Obit Gumbleton

Auxiliary Bishop Thomas Gumbleton speaks on Jan. 11, 2006, at a news conference in Columbus, Ohio. Gumbleton, a Catholic bishop in Detroit who for decades was an international voice against war and racism and an advocate for labor and social justice, died Thursday. He was 94. Kiichiro Sato/Associated Press, file

DETROIT — Thomas Gumbleton, a Catholic bishop in Detroit who for decades was an international voice against war and racism and an advocate for labor and social justice, died Thursday. He was 94.

Gumbleton’s death was announced by the Archdiocese of Detroit, where he was a clergyman for more than 50 years. A cause was not disclosed.

“Bishop Gumbleton was a faithful son of the Archdiocese of Detroit, loved and respected by his brother priests and the laity for his integrity and devotion to the people he served,” said Archbishop Allen Vigneron.

Provided information:
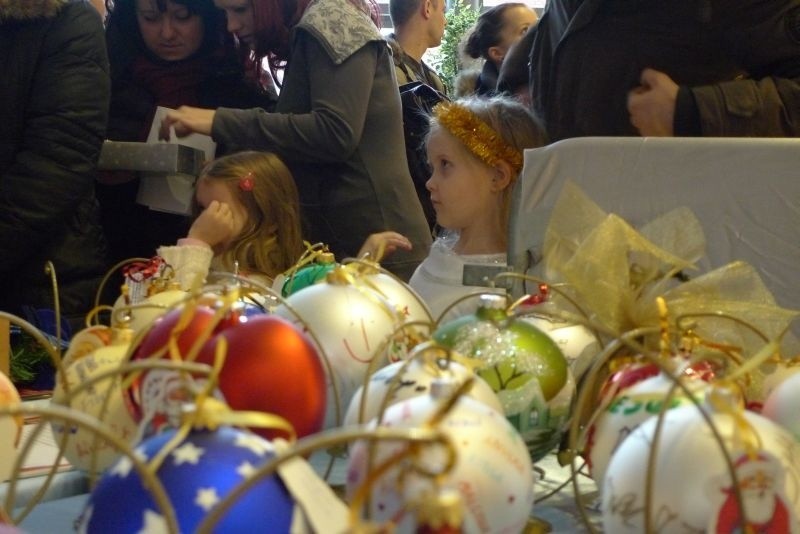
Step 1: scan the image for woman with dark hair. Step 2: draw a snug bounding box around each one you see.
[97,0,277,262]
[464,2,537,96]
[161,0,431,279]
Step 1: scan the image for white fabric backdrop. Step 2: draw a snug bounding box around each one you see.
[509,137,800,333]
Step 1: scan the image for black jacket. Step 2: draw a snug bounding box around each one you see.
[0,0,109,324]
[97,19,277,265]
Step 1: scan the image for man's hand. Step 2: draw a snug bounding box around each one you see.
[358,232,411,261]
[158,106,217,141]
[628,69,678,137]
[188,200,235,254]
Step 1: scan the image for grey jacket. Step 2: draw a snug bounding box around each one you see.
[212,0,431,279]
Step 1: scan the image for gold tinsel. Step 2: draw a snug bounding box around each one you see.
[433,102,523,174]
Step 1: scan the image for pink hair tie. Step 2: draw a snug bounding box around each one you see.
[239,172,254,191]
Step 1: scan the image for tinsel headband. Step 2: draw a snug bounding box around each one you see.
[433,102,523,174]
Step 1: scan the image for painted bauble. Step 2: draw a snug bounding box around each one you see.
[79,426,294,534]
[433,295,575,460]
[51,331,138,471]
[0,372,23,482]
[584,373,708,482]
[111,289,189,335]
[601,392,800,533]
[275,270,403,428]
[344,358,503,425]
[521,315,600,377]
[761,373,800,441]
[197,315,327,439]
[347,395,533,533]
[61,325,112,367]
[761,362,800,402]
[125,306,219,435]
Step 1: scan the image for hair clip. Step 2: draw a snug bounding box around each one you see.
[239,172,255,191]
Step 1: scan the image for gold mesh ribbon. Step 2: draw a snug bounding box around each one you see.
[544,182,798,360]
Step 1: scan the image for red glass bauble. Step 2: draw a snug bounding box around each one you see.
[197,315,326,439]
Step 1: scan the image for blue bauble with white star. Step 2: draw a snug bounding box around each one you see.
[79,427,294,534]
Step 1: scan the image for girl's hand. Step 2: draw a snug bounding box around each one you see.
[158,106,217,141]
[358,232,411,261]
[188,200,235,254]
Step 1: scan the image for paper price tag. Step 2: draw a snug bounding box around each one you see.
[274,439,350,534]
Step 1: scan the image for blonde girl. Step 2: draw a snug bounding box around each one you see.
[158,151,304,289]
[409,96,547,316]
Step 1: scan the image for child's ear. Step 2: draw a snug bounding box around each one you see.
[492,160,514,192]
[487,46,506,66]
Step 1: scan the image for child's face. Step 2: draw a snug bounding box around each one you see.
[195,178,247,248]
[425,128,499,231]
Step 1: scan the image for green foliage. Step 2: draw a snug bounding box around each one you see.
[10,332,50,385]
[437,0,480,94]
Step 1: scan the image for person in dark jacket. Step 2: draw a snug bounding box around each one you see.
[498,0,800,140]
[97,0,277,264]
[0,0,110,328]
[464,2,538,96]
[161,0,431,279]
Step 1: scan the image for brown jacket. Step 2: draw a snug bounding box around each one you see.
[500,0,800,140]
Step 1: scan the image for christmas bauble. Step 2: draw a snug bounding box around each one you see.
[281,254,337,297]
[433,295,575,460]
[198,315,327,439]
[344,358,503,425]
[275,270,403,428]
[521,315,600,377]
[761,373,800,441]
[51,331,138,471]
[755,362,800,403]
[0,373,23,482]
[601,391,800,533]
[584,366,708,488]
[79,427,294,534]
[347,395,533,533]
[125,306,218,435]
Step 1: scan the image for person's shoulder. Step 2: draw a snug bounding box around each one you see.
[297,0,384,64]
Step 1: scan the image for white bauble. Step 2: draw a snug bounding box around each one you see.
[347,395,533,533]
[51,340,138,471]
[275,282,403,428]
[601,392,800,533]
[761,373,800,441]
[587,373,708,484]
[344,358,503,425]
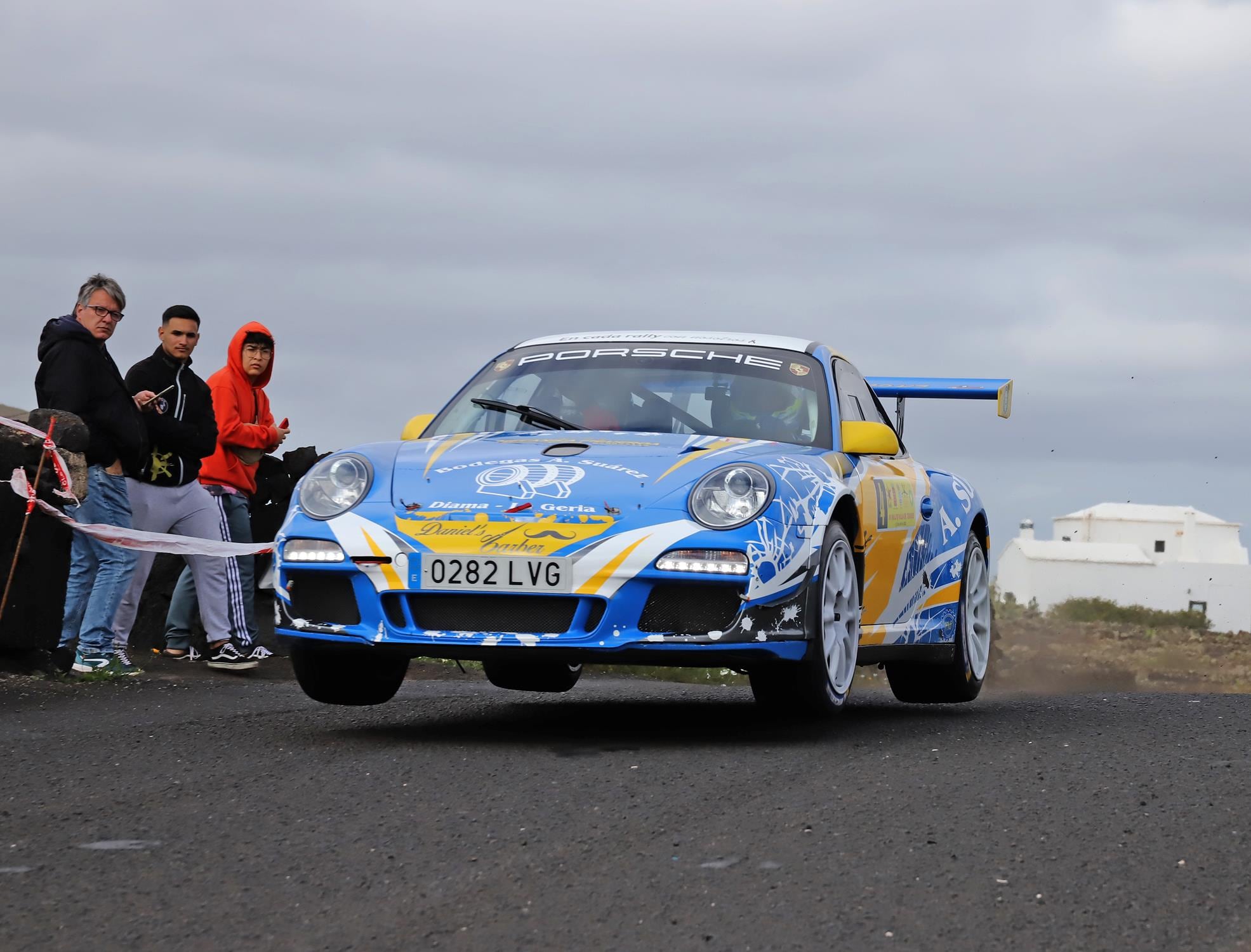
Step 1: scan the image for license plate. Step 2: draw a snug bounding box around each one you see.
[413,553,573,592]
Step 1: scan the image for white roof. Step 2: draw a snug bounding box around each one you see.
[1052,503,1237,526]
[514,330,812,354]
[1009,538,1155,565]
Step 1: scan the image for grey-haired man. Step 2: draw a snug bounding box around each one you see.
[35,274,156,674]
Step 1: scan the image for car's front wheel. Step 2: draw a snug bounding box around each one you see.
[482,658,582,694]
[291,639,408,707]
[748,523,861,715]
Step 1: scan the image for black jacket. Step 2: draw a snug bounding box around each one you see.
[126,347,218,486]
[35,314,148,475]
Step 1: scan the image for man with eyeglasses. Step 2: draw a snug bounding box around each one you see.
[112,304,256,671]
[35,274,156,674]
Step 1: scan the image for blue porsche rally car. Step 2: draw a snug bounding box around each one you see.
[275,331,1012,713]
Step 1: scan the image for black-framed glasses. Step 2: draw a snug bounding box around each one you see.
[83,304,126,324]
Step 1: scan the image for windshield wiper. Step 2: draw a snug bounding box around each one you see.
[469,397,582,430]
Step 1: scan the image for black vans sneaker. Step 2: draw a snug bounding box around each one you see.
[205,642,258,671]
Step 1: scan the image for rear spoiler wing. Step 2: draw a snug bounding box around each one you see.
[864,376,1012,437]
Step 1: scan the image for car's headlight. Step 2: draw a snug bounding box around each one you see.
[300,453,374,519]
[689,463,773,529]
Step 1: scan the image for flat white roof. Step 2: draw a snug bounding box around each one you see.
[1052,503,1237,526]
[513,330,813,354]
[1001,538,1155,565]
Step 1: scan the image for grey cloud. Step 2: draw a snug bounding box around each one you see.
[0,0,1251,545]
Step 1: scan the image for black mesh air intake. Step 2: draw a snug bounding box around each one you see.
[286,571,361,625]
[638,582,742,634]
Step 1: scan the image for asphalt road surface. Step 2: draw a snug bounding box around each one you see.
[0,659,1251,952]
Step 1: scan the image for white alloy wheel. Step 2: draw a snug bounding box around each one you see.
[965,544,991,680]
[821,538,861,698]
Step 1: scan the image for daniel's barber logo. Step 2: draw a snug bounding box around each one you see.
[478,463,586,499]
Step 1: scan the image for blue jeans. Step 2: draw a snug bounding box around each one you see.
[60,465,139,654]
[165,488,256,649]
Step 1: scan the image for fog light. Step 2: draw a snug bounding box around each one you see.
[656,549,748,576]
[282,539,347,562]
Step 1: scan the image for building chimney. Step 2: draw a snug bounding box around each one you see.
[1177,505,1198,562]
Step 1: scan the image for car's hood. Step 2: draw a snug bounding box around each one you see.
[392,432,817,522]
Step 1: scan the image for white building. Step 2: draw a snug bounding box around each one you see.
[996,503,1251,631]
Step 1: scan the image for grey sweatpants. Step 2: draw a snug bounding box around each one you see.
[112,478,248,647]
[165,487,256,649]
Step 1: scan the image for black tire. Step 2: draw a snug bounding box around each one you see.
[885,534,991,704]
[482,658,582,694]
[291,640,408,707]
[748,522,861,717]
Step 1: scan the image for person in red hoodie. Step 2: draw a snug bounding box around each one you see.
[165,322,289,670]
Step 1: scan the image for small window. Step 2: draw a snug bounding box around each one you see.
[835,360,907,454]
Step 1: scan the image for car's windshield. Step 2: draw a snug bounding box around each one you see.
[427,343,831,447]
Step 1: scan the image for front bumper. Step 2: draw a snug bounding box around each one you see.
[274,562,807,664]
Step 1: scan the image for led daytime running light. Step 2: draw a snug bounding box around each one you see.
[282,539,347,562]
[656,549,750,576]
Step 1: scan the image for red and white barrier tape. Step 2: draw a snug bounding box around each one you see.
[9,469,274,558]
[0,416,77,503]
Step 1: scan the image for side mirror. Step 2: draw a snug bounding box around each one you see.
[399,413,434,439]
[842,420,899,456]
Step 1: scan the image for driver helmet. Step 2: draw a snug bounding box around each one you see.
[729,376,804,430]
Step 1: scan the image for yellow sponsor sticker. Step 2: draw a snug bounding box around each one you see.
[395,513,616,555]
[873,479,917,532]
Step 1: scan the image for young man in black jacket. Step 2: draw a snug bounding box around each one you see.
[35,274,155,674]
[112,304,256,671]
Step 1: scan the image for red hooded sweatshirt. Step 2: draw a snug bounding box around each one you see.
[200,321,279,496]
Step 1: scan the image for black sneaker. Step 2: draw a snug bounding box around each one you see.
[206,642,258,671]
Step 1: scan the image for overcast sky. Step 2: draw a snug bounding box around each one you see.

Exercise details:
Please translate this sentence from the Gumbleton obituary into Spanish: "Gumbleton’s death was announced by the Archdiocese of Detroit, where he was a clergyman for more than 50 years." The rows have nothing to do with the Gumbleton obituary.

The solution:
La muerte de Gumbleton fue anunciada por la Arquidiócesis de Detroit, donde fue clérigo durante más de 50 años.